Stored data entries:
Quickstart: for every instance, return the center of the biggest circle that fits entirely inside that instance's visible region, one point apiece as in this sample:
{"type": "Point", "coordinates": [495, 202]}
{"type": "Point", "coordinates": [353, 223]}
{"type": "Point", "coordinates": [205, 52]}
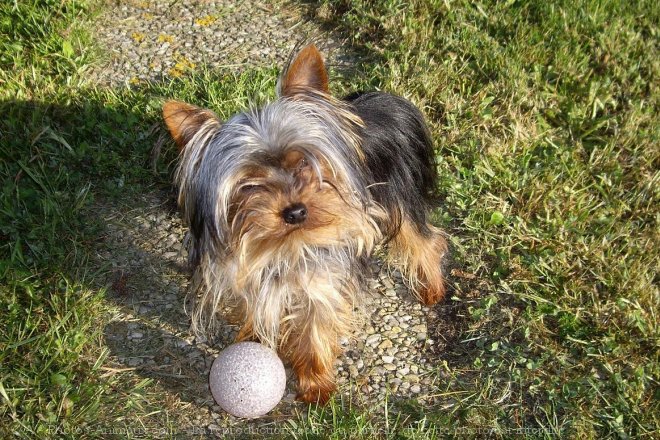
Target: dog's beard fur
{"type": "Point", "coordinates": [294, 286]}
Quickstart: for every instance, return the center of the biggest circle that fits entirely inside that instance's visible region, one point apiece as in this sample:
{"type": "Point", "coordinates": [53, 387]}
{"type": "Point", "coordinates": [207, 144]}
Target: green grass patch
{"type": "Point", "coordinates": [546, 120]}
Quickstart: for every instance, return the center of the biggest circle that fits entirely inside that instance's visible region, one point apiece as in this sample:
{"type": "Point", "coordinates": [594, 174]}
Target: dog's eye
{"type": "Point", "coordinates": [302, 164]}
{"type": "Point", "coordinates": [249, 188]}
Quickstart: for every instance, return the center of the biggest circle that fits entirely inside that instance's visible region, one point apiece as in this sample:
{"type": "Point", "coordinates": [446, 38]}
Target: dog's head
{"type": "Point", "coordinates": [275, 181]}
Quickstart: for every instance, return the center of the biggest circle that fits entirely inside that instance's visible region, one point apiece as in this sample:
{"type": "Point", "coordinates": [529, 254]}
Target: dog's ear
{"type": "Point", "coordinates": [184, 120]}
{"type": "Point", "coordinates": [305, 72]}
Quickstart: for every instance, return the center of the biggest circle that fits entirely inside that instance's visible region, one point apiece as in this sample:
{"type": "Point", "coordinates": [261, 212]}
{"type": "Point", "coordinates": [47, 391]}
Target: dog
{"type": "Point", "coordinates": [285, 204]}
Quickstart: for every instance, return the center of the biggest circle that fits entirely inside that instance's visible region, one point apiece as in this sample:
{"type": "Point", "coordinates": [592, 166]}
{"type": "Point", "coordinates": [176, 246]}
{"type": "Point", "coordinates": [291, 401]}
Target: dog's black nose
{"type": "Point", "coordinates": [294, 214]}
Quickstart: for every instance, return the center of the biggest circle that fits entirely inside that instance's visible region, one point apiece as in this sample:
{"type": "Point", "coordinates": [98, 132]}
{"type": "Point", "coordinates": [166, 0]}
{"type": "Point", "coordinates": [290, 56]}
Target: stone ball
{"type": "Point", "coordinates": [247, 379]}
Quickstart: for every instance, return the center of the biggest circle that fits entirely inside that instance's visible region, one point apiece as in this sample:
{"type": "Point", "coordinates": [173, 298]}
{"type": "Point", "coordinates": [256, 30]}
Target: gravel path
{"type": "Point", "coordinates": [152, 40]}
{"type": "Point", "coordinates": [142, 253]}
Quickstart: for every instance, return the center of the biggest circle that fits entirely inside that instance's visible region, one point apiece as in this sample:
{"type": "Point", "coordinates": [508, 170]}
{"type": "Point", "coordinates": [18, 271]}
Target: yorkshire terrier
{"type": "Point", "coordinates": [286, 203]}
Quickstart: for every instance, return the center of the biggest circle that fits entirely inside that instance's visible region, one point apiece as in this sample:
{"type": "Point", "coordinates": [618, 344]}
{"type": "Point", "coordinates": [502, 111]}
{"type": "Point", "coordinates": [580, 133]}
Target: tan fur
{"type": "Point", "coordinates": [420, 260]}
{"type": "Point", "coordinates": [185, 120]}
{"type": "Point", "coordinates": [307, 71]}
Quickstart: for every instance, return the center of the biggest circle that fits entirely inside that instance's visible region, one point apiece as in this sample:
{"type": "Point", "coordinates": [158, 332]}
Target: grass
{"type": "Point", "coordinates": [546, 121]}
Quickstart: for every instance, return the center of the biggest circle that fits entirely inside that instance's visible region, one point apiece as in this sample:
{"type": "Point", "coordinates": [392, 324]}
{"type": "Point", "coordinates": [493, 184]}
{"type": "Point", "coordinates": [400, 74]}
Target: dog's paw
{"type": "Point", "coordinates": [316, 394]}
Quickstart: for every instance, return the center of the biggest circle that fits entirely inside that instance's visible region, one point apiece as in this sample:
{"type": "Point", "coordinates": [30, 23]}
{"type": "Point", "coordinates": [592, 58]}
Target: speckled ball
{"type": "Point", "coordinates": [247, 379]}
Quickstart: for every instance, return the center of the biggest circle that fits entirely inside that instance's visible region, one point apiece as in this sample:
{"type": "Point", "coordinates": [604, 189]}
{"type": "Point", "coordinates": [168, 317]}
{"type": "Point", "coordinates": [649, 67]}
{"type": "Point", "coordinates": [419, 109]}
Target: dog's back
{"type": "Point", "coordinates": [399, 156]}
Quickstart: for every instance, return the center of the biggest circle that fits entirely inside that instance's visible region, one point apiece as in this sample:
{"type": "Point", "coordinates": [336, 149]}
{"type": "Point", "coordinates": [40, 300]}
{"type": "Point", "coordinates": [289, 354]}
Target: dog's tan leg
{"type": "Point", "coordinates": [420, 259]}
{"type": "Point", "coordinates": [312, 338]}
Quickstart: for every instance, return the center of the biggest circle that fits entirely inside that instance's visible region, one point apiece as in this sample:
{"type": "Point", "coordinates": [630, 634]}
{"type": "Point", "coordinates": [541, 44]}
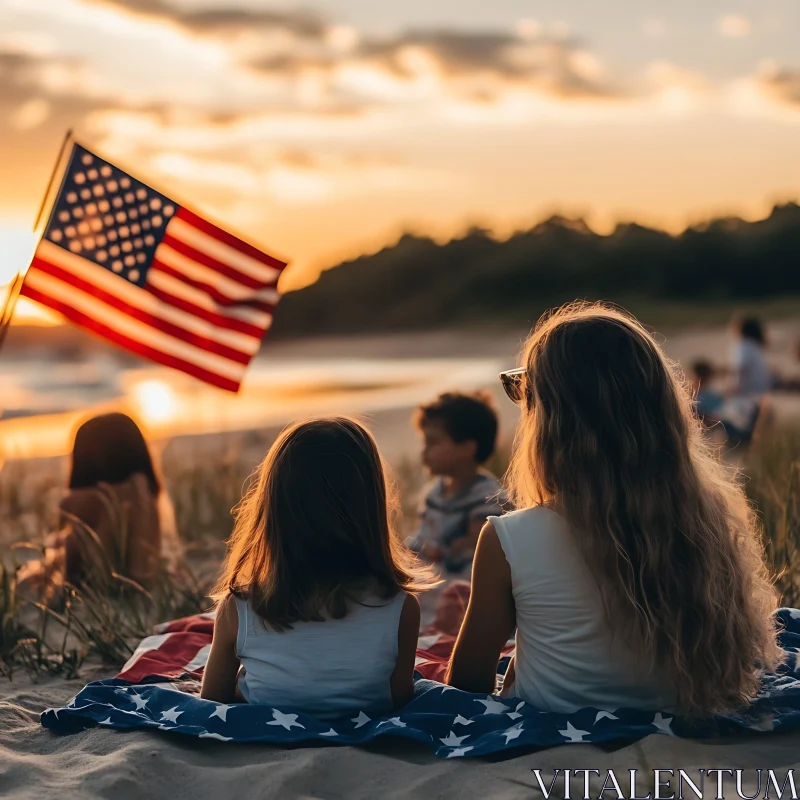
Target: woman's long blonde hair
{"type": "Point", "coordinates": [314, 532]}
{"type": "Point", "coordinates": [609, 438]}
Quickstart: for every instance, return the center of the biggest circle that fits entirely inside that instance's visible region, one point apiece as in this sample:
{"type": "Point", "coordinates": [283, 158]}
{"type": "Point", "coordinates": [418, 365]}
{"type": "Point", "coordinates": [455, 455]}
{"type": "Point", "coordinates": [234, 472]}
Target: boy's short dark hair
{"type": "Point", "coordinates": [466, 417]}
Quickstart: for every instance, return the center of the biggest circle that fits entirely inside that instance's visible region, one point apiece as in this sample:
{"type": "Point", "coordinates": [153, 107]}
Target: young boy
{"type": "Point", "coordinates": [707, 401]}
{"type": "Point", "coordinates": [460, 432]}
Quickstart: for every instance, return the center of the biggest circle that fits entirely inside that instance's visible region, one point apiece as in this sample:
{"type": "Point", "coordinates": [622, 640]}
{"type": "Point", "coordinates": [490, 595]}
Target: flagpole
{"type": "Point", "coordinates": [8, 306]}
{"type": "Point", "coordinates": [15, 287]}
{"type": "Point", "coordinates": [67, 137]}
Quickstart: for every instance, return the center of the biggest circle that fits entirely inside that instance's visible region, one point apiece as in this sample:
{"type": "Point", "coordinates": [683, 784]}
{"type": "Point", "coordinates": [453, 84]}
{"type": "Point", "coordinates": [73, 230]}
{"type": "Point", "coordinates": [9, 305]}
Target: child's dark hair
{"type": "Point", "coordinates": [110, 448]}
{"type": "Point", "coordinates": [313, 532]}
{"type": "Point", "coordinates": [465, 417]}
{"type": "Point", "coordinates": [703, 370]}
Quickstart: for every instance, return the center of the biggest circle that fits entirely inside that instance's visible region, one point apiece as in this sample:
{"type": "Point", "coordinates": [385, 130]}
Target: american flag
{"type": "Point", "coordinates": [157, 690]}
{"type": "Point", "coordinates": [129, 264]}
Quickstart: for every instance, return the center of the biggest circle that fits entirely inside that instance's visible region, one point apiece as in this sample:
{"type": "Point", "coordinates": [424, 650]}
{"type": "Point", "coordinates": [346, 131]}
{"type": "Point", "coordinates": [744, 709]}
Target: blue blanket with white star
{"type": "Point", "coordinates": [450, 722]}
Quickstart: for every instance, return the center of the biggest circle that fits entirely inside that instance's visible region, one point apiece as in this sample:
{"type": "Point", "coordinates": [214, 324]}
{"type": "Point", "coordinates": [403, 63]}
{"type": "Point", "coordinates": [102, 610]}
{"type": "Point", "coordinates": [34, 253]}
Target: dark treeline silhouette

### [Task instructions]
Transcribe every entry word for word, but skip the pictures.

### [Answer for the task]
Quickstart: for every instance, return the center of the biggest circle that fits entirely inside that instance's visible region, one point apiece as in this sample:
{"type": "Point", "coordinates": [495, 202]}
{"type": "Point", "coordinates": [353, 223]}
{"type": "Point", "coordinates": [205, 52]}
Target: dog's beard fur
{"type": "Point", "coordinates": [294, 286]}
Quickstart: for every instance, return the center of the biggest circle that fits entirely inside that instance's visible region, one point apiece as in this sample:
{"type": "Point", "coordinates": [53, 387]}
{"type": "Point", "coordinates": [207, 144]}
Target: green grass patch
{"type": "Point", "coordinates": [546, 120]}
Quickstart: for every instance, return the center of the biggest circle that fits entirely inside that instance's visible region, one point apiece as in this sample:
{"type": "Point", "coordinates": [594, 174]}
Target: dog's eye
{"type": "Point", "coordinates": [302, 164]}
{"type": "Point", "coordinates": [249, 188]}
Quickstart: for every instance, return the center of the biggest circle that fits entirely inside that instance's visible region, one point apiece as in this sample:
{"type": "Point", "coordinates": [446, 38]}
Target: dog's head
{"type": "Point", "coordinates": [275, 181]}
Quickstart: for every instance, return the center of the biggest circle that fits entirely inside that instance's visible region, one point apiece as in this sample:
{"type": "Point", "coordinates": [529, 254]}
Target: dog's ear
{"type": "Point", "coordinates": [184, 120]}
{"type": "Point", "coordinates": [305, 72]}
Quickstart: for every instance, return the center of the biggest circle that fits entirely inside that instance's visible region, one point apiece as in this sample:
{"type": "Point", "coordinates": [261, 212]}
{"type": "Point", "coordinates": [47, 391]}
Target: dog
{"type": "Point", "coordinates": [285, 204]}
Quickstart: for every instance, return the center of the biggest circle that fits entirely inside that instance's visible region, one point apiece as in this sample:
{"type": "Point", "coordinates": [592, 166]}
{"type": "Point", "coordinates": [176, 246]}
{"type": "Point", "coordinates": [291, 401]}
Target: dog's black nose
{"type": "Point", "coordinates": [294, 214]}
Quickstart: for every instance, return the center of the biggest circle that fits entirely inside that instance's visible region, one point apiece as in this sample:
{"type": "Point", "coordinates": [98, 132]}
{"type": "Point", "coordinates": [166, 0]}
{"type": "Point", "coordinates": [290, 56]}
Target: stone ball
{"type": "Point", "coordinates": [247, 379]}
Quickstart: for every instance, return the center of the biggest circle that fits entirely inside that instance's visible region, one point apiece as in this sample:
{"type": "Point", "coordinates": [173, 298]}
{"type": "Point", "coordinates": [256, 30]}
Target: gravel path
{"type": "Point", "coordinates": [152, 40]}
{"type": "Point", "coordinates": [142, 253]}
Quickstart: for every instance, return the center of the biggest circle that fits entirely inside that instance's visible region, one point apiece as in this sample:
{"type": "Point", "coordinates": [508, 170]}
{"type": "Point", "coordinates": [18, 271]}
Target: yorkshire terrier
{"type": "Point", "coordinates": [286, 203]}
Quickstart: for every instance, return the center of the biggest circle that fits entirely inside that instance's visible region, one point apiece as in this sample:
{"type": "Point", "coordinates": [618, 344]}
{"type": "Point", "coordinates": [502, 111]}
{"type": "Point", "coordinates": [580, 133]}
Target: tan fur
{"type": "Point", "coordinates": [420, 260]}
{"type": "Point", "coordinates": [185, 120]}
{"type": "Point", "coordinates": [307, 71]}
Quickstart: for every instance, return the center of the biggest circle that fits entirely inside that instance's visible region, one point apiece as in this sample:
{"type": "Point", "coordinates": [158, 332]}
Target: grass
{"type": "Point", "coordinates": [546, 121]}
Quickstart: for every instance, return the center of the biggest circle that fits entirely inside that instance's visible region, one point apiece as in this sample:
{"type": "Point", "coordinates": [392, 324]}
{"type": "Point", "coordinates": [493, 184]}
{"type": "Point", "coordinates": [400, 74]}
Target: dog's paw
{"type": "Point", "coordinates": [316, 394]}
Quickstart: for every instance, return the center of the biggest circle that fits entirely inside that instance's visible region, one point apiece as in this sample:
{"type": "Point", "coordinates": [30, 23]}
{"type": "Point", "coordinates": [592, 58]}
Target: speckled ball
{"type": "Point", "coordinates": [247, 379]}
Quickstart: for every instance, return the center of the biggest circle that fits entirely inside that instance's visible region, one point apiece as in this sample:
{"type": "Point", "coordinates": [604, 189]}
{"type": "Point", "coordinates": [168, 317]}
{"type": "Point", "coordinates": [649, 67]}
{"type": "Point", "coordinates": [419, 109]}
Target: dog's back
{"type": "Point", "coordinates": [399, 156]}
Quickstart: for every instance, return the center of the biggest circle that fits entirely inside that instance's visible region, one point apiece as in this sample:
{"type": "Point", "coordinates": [336, 149]}
{"type": "Point", "coordinates": [40, 300]}
{"type": "Point", "coordinates": [289, 354]}
Target: dog's tan leg
{"type": "Point", "coordinates": [420, 259]}
{"type": "Point", "coordinates": [312, 338]}
Quickstart: for every instance, return the center of the biggest circle that fits entirely inside that instance's visible region, one point apiece as in this sample:
{"type": "Point", "coordinates": [630, 634]}
{"type": "Point", "coordinates": [541, 44]}
Target: woman's long blonde hair
{"type": "Point", "coordinates": [314, 532]}
{"type": "Point", "coordinates": [609, 438]}
Quickstart: for every instance, return the center of the biggest circle that fits entirely inside that instance's visible region, one point apiece as in this sample:
{"type": "Point", "coordinates": [283, 158]}
{"type": "Point", "coordinates": [418, 365]}
{"type": "Point", "coordinates": [455, 455]}
{"type": "Point", "coordinates": [234, 472]}
Target: boy's short dark hair
{"type": "Point", "coordinates": [466, 417]}
Quickstart: for every instance, return the center of the biggest circle that fits entirely inside that instance's visible region, one point apiece as in this sample:
{"type": "Point", "coordinates": [153, 107]}
Target: young boy
{"type": "Point", "coordinates": [707, 401]}
{"type": "Point", "coordinates": [460, 432]}
Quickstart: for every instance, return the center of the biggest circle that fits entirely inside that instance's visible region, one point apiece as in this sample:
{"type": "Point", "coordinates": [622, 640]}
{"type": "Point", "coordinates": [490, 595]}
Target: flagpole
{"type": "Point", "coordinates": [8, 306]}
{"type": "Point", "coordinates": [15, 287]}
{"type": "Point", "coordinates": [67, 137]}
Quickstart: for every instance, return the center of the biggest circle that fits entirely inside that instance's visible region, one point apiece as in this sample:
{"type": "Point", "coordinates": [683, 784]}
{"type": "Point", "coordinates": [453, 84]}
{"type": "Point", "coordinates": [73, 230]}
{"type": "Point", "coordinates": [9, 305]}
Target: child's dark hair
{"type": "Point", "coordinates": [110, 448]}
{"type": "Point", "coordinates": [313, 532]}
{"type": "Point", "coordinates": [465, 417]}
{"type": "Point", "coordinates": [703, 370]}
Quickstart: for every instance, return the center of the biggest circle that fits entirely inside that instance's visible region, one point apiece as in this sample:
{"type": "Point", "coordinates": [385, 130]}
Target: american flag
{"type": "Point", "coordinates": [157, 690]}
{"type": "Point", "coordinates": [129, 264]}
Quickstart: for every instance, return the center of the biggest circle that fits entirely inside that instance's visible region, one point apiece as in this sample:
{"type": "Point", "coordinates": [424, 650]}
{"type": "Point", "coordinates": [346, 131]}
{"type": "Point", "coordinates": [744, 709]}
Target: blue blanket with white star
{"type": "Point", "coordinates": [450, 722]}
Quickstart: for every instance, return the center of the biggest circle that fits entirely inside that instance's visible region, one point apiece as in this sample:
{"type": "Point", "coordinates": [214, 324]}
{"type": "Point", "coordinates": [403, 63]}
{"type": "Point", "coordinates": [102, 610]}
{"type": "Point", "coordinates": [34, 253]}
Target: dark treeline silhouette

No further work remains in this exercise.